Data entries
"""

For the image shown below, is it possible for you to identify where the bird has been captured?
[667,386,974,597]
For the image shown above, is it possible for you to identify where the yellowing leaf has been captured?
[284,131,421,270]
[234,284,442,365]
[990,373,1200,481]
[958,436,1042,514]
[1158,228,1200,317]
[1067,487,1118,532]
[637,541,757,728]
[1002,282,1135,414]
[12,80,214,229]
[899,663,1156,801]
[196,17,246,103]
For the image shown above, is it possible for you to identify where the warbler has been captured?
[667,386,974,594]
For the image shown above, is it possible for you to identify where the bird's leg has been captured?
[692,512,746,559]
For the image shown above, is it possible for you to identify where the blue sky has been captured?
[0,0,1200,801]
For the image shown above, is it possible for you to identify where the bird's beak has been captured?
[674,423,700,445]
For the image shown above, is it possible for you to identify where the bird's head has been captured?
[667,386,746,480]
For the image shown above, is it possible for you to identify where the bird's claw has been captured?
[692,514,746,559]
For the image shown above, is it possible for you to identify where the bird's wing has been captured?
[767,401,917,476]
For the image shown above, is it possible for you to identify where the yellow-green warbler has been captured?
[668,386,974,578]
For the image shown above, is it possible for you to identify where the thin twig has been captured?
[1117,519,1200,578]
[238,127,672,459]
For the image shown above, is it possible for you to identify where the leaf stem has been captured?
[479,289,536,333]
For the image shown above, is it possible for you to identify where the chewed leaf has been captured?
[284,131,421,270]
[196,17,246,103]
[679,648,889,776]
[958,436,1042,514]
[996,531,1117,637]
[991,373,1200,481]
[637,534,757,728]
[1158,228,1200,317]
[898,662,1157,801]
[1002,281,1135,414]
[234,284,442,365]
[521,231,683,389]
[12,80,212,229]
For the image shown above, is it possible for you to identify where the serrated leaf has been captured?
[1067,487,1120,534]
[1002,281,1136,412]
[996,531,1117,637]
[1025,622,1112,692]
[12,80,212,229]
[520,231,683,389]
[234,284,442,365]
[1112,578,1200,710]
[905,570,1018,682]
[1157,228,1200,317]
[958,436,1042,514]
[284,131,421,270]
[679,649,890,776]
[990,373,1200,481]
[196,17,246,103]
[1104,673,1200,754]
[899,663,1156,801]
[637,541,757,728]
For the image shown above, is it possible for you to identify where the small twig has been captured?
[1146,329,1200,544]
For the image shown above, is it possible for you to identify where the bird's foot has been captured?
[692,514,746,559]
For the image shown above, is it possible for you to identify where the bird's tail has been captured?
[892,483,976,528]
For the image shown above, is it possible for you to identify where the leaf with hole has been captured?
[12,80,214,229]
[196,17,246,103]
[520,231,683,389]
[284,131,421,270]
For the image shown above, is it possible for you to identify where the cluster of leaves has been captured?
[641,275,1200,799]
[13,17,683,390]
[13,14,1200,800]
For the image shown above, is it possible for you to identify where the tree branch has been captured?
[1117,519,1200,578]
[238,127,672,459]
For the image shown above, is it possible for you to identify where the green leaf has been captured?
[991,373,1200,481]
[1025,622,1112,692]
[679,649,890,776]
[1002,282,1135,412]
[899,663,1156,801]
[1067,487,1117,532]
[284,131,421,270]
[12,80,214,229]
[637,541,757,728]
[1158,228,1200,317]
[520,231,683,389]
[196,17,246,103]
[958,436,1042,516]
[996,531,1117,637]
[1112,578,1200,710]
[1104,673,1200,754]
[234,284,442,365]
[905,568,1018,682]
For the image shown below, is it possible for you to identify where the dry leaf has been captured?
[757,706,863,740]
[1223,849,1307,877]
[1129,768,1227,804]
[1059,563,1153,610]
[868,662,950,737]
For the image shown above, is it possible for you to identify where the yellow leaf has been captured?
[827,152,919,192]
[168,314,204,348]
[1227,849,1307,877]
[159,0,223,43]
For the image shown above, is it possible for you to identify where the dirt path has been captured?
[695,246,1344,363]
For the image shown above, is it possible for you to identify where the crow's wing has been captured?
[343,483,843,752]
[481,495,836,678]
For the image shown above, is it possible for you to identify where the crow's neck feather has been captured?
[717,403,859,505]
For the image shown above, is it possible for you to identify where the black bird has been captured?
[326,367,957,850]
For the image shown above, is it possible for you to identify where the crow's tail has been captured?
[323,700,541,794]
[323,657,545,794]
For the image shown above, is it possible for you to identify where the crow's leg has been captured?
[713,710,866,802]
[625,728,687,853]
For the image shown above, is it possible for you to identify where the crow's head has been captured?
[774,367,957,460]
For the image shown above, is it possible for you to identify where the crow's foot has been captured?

"""

DIRECTIONS FOR THIS TASK: Reproduce the entire listing above word for word, keeping every line in its original order.

ANSWER TO THE TASK:
For the image shown below, is it possible for you to identify where the bird has been captured?
[667,386,974,597]
For the image shown above, is it possible for you to identify where the yellowing leaf has been captured?
[284,131,421,270]
[234,284,442,365]
[990,373,1200,481]
[958,436,1042,514]
[1158,228,1200,317]
[1067,487,1118,532]
[637,541,757,728]
[1002,282,1135,414]
[12,80,214,229]
[899,663,1156,801]
[196,17,246,103]
For the image shown above, is it possible for you to identify where the warbler has been captured?
[667,386,974,594]
For the image shown above, is it possible for you to identify where the bird's leg has been captured?
[692,512,746,559]
For the image shown above, is it possible for you to identify where the blue sky has been captured?
[0,0,1200,801]
For the image shown above, is it possible for you to identify where the bird's beak has been captured?
[674,423,700,445]
For the image shown above, is it possible for you to identify where the bird's head has been captured?
[667,386,746,480]
For the image shown above, is it possible for you to identify where the bird's claw has been captured?
[692,514,746,559]
For the image shown above, is it possible for you to identify where the bird's wing has been captured?
[767,401,917,476]
For the image shown above, is it possible for you to identify where the yellow-green warbler has been captured?
[668,386,974,578]
For the image shown above, is it possible for you to identify where the thin twig has been captured?
[1117,519,1200,578]
[238,127,672,459]
For the image shown above, is it possible for you to identify where the leaf stem has been captured?
[479,289,536,333]
For the image shown above, is it possible for you to identify where the chewed leaf has been captured?
[284,131,421,270]
[196,17,246,103]
[679,648,889,776]
[958,436,1042,514]
[996,531,1117,637]
[991,373,1200,481]
[637,534,757,728]
[1158,228,1200,317]
[898,662,1157,801]
[1002,281,1135,414]
[234,284,442,365]
[521,231,683,389]
[12,80,212,229]
For the image shown above, is it possible for you to identify where the serrated leaf has been captured?
[1067,487,1120,534]
[1002,281,1136,412]
[996,531,1117,637]
[1025,622,1112,692]
[12,80,212,229]
[520,231,683,389]
[234,284,442,365]
[1112,578,1200,710]
[905,570,1018,682]
[1157,228,1200,317]
[958,436,1042,514]
[284,131,421,270]
[679,649,890,776]
[990,373,1200,481]
[196,17,246,103]
[1104,673,1200,754]
[899,663,1156,801]
[637,541,757,728]
For the image shown above, is it possible for you to identify where the small twig has been captured?
[1146,329,1200,544]
For the image shown above, is it possible for you to identify where the bird's foot has been captured?
[692,514,746,559]
For the image shown above, is it possible for you to identify where the bird's tail has been captured?
[892,483,976,528]
For the image shown above, is it possible for you to identify where the leaf with hole has been captured?
[12,80,214,229]
[196,17,246,103]
[520,231,683,389]
[284,131,421,270]
For the image shown above, is it possible for you to identify where the cluster of leaves has been captured?
[641,275,1200,799]
[13,17,683,390]
[13,14,1200,800]
For the image shown above, is it possible for you to identify where the tree branch has been captured?
[1117,519,1200,578]
[238,127,672,459]
For the image shown above, is it possible for you to identify where the green leaf has been captured?
[991,373,1200,481]
[1025,622,1112,692]
[679,649,890,776]
[1002,282,1135,412]
[899,663,1156,801]
[1067,487,1117,532]
[284,131,421,270]
[12,80,214,229]
[637,541,757,728]
[1158,228,1200,317]
[520,231,683,389]
[196,17,246,103]
[958,436,1042,516]
[996,531,1117,637]
[1112,578,1200,710]
[1104,673,1200,754]
[234,284,442,365]
[905,568,1018,682]
For the image shown below, is it possible for you to identify where the dry leaf has been captured?
[757,706,863,740]
[1223,849,1307,877]
[1129,768,1227,804]
[1059,563,1153,610]
[868,662,950,737]
For the image shown above, is it possible for you to identify where the yellow leaf has been captured?
[827,152,919,192]
[168,314,204,348]
[1227,849,1307,877]
[159,0,223,43]
For the image shown above, is it possible for you to identify where the dirt path has been captured?
[695,246,1344,363]
For the image shown above, is it possible for you to identify where the crow's wing has been captured?
[343,483,843,752]
[481,495,836,678]
For the image shown above, is it possible for you to identify where the crow's neck feather has been captured?
[717,403,859,505]
For the image shown above, is it possible for you to identify where the black bird has been captured?
[326,367,957,850]
For the image shown above, is it possible for you to identify where the crow's tail has been captured?
[323,700,541,794]
[323,657,545,794]
For the image shown above, is it possible for you to identify where the crow's leg has been captured?
[713,710,866,802]
[625,728,687,853]
For the image shown above, is it possible for you to identify where the crow's head has been captured?
[774,367,957,460]
For the image shown above, is it possible for you to identify where the crow's foot has been captured?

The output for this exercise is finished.